# Check your understanding
**a)** Please retype the passage on run capacitors from "Typical Ratings and" to "considered within spec.".
**b)** Continue the passage on run capacitors from its last sentence.

# Text shown
+++

Dual capacitors carry two ratings, written as something like 35/5 µF. The larger number always corresponds to the compressor, which needs more energy support, and the smaller number goes to the fan. If a dual capacitor fails, you can replace it with two separate single run capacitors of matching ratings, though the dual unit is the more compact solution.
Typical Ratings and Lifespan
Run capacitors for residential HVAC and appliance motors typically range from 2 µF to 80 µF, with voltage ratings of either 370 or 440 volts AC. The capacitance tolerance for HVAC applications is usually plus or minus 6%, meaning a 35 µF capacitor should measure somewhere between about 32.9 and 37.1 µF to be considered within spec.
Under normal conditions, a run capacitor lasts 10 to 20 years. Heat is the biggest enemy. Capacitors mounted inside outdoor condenser units bake in summer temperatures and endure thousands of on-off cycles per cooling season, which gradually degrades their internal components. Units in extremely hot climates or those that run frequently tend to land on the shorter end of that range.

+++

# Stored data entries
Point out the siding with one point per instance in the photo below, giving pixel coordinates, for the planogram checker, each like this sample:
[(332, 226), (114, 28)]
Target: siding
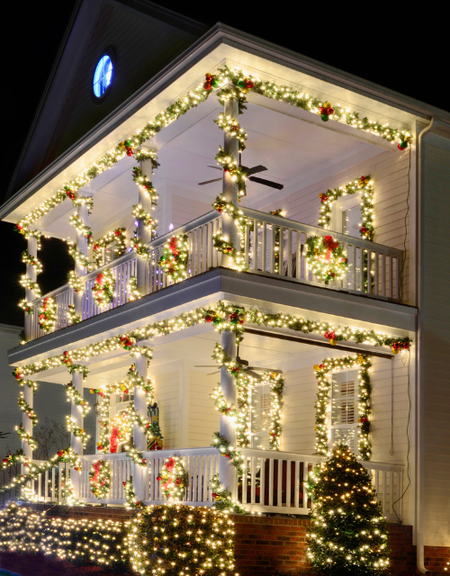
[(390, 172), (203, 418), (436, 333), (167, 394)]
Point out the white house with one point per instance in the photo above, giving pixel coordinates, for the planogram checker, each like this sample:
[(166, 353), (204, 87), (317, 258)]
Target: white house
[(122, 164)]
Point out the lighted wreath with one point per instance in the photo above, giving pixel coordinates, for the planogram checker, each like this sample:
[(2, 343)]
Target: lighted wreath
[(47, 314), (104, 285), (326, 258), (100, 478), (175, 257), (174, 479)]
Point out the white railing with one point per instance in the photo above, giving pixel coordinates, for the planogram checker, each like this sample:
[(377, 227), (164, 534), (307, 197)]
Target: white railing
[(272, 246), (276, 246), (121, 469), (273, 482)]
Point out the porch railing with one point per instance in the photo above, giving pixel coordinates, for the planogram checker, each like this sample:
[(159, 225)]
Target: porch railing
[(272, 246), (273, 482)]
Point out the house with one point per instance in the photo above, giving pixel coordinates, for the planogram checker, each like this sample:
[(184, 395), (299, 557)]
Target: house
[(222, 197)]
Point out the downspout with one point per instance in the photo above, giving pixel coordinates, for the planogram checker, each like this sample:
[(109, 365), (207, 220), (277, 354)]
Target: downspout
[(419, 360)]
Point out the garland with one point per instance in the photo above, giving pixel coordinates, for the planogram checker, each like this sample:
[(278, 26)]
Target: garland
[(174, 479), (364, 185), (174, 259), (27, 409), (323, 399), (47, 314), (118, 236), (74, 396), (326, 258), (100, 478), (103, 290)]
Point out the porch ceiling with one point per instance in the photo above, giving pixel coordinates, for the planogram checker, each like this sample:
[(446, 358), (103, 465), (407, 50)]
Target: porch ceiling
[(297, 148)]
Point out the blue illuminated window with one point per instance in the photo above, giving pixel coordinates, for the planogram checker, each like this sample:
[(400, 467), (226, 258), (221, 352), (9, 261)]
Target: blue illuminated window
[(102, 76)]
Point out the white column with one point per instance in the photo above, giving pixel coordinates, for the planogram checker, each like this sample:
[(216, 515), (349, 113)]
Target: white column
[(139, 437), (29, 294), (82, 246), (227, 472), (27, 422), (76, 443), (230, 188)]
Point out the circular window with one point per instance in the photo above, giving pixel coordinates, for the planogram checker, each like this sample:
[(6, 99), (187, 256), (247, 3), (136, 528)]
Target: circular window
[(102, 76)]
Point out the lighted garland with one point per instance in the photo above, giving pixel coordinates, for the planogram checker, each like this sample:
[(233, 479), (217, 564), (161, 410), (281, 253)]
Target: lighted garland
[(118, 236), (326, 258), (174, 259), (364, 186), (74, 396), (173, 479), (27, 409), (100, 478), (323, 399), (103, 289), (77, 431), (47, 314)]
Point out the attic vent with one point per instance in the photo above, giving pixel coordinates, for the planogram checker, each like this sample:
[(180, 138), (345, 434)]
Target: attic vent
[(102, 76)]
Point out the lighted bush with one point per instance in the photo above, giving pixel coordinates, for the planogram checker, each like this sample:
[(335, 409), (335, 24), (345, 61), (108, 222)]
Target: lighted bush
[(173, 539), (80, 542)]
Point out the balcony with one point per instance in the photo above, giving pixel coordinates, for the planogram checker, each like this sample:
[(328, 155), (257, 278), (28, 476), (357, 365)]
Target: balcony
[(272, 246)]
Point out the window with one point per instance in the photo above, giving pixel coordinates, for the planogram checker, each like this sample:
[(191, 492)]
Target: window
[(344, 409), (103, 76)]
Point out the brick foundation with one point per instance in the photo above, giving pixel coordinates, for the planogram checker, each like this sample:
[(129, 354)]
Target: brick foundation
[(270, 545)]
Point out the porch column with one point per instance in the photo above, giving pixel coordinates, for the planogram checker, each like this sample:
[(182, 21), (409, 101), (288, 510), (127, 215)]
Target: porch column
[(139, 437), (230, 188), (82, 246), (227, 472), (76, 443), (144, 234), (29, 294), (27, 423)]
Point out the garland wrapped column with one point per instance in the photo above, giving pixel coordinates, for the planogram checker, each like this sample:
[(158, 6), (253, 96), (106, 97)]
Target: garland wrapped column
[(82, 247), (230, 188), (139, 435), (227, 472)]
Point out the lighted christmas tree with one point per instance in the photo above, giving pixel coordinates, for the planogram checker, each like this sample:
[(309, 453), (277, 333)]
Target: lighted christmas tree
[(348, 535)]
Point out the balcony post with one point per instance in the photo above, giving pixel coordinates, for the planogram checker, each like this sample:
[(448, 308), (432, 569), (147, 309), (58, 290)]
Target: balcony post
[(76, 443), (82, 246), (230, 188), (30, 294), (139, 436), (227, 472)]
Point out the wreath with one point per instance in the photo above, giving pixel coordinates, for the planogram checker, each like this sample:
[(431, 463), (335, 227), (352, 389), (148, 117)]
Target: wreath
[(174, 478), (100, 478), (47, 314), (326, 258), (104, 285)]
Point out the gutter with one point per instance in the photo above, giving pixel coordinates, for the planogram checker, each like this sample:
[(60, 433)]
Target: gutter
[(420, 426)]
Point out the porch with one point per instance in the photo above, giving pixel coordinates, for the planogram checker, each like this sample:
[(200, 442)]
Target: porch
[(271, 246), (273, 482)]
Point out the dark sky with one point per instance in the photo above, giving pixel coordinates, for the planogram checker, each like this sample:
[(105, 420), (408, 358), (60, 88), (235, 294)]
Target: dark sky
[(386, 47)]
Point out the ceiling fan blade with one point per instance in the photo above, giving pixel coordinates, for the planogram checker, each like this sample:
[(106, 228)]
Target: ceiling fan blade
[(254, 170), (266, 182), (209, 181)]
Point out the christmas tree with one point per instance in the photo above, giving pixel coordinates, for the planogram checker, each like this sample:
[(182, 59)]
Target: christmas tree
[(348, 535)]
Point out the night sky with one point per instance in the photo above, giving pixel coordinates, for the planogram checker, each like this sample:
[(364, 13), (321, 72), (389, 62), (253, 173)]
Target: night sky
[(390, 48)]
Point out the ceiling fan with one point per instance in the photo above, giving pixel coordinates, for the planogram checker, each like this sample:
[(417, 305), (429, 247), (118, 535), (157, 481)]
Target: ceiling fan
[(250, 172), (251, 370)]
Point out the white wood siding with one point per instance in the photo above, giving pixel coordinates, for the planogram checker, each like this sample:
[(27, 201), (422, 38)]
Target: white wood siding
[(391, 174), (167, 394), (203, 418), (436, 330)]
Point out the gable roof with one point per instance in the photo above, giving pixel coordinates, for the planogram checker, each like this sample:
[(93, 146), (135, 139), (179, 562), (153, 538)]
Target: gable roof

+++

# Exercise results
**a)**
Typical Ratings and Lifespan
Run capacitors for residential HVAC and appliance motors typically range from 2 µF to 80 µF, with voltage ratings of either 370 or 440 volts AC. The capacitance tolerance for HVAC applications is usually plus or minus 6%, meaning a 35 µF capacitor should measure somewhere between about 32.9 and 37.1 µF to be considered within spec.

**b)**
Signs of a Failing Run Capacitor
A bad run capacitor usually announces itself through changes in how your equipment sounds or performs. The most common symptoms include:
- Humming without starting: The motor makes a loud hum but won’t spin, or takes a long time to get going.
- Clicking sounds: A repetitive clicking noise coming from the outdoor unit every few seconds.
- Fan not spinning: The unit turns on but the fan blades stay still, even though you can hear the system trying to run.
- Burning smell: A failing capacitor can overheat and produce a noticeable odor near the outdoor unit, though this can also indicate a failing motor or compressor.
- Visible damage: A healthy run capacitor has a flat top and smooth sides. Bulging, cracking, or any liquid oozing from the casing means it has failed.
When a run capacitor weakens but hasn’t fully failed, the motor it supports draws more electricity to compensate. Your energy bills may creep up before any obvious symptoms appear. In an air conditioner, a weak capacitor can also cause the compressor to overheat and shut off on its safety switch, leading to short cycling where the system turns on and off repeatedly without cooling your home.
Testing a Run Capacitor
You can check a run capacitor’s health with a digital multimeter that has a capacitance measurement mode. The critical safety step comes first: capacitors store electrical charge even after the power is off. Before touching anything, turn off all power to the unit, verify with your multimeter that there’s no voltage present, and discharge the capacitor by placing a resistor across its terminals for about five seconds.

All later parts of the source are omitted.